START Data for this task

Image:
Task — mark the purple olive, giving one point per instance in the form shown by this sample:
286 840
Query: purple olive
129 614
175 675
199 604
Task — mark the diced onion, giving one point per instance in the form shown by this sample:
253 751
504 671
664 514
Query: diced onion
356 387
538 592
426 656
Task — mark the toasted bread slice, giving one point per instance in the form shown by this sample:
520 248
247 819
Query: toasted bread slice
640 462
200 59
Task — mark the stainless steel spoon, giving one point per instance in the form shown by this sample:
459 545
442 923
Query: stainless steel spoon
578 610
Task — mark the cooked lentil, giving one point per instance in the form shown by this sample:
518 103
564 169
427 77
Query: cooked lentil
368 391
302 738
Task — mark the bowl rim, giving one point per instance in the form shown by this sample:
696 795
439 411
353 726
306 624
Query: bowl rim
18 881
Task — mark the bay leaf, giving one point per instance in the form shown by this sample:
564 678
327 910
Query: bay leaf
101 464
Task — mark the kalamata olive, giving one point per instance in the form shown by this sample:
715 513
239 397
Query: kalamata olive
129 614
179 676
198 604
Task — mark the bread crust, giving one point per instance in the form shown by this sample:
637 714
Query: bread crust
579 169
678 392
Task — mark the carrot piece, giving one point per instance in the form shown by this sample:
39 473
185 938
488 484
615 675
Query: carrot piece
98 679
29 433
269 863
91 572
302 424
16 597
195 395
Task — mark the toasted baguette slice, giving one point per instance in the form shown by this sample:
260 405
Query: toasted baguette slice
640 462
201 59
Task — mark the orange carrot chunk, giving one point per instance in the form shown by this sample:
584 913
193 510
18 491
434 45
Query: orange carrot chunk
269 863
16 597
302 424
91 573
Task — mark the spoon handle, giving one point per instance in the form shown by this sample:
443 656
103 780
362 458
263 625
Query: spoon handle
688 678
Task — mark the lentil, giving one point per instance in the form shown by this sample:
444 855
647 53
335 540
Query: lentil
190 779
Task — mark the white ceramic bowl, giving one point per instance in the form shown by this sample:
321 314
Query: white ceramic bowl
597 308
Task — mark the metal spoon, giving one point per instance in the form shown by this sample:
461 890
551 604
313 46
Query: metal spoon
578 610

END Data for this task

Task instructions: Emit verbatim the lines running from the one with "Task — mark the bowl" through the last line of the data, both endpoints inclusive.

Task response:
Task — mark the bowl rim, giving one point per instance in the form shown by this sample:
696 795
439 411
353 726
306 624
Query: bowl rim
18 881
Task — mark the bay leaf, giving one point per instance in the form shown by this sample:
564 678
327 910
Query: bay leaf
101 464
Task — mark the kalamata olive, giving one point per instance in the form shown by this sample:
715 513
239 397
Query: kalamata olive
129 614
179 676
198 604
Task — mark the bread crust, giving one point per instance in the form shown by this sample:
637 714
Query: bread crust
579 169
678 392
Task — mark the carrot piece, giving one point per instance in the form shown by this sample:
39 473
185 938
488 484
615 675
Query: carrot piece
98 679
29 433
269 863
91 572
302 424
16 597
195 395
Task — mark the toasted baguette slice, giving one point per instance in the form shown by this sample:
260 405
Query: toasted baguette slice
640 462
201 59
Task — mark the orange carrot chunk, giving one point per instance in the form shown by this sample:
584 913
193 510
18 491
434 45
Query: orange carrot chunk
269 863
16 597
302 424
91 573
Task — mark the spoon handle, giving one point per instance in the form shown by this sample:
443 656
103 780
362 458
263 625
Query: spoon handle
688 678
Task — mark the lentil, giving one point per instance in the form shown by this sample:
444 855
647 53
335 540
Query: lentil
190 779
Task — mark the white ceramic bowl, giving one point per instance in the form shown by this sample:
321 314
Query: white ceramic bowl
597 308
Task — mark the metal spoon, giving one point per instance in the form shown by this sample:
461 890
551 604
313 46
Query: metal spoon
578 610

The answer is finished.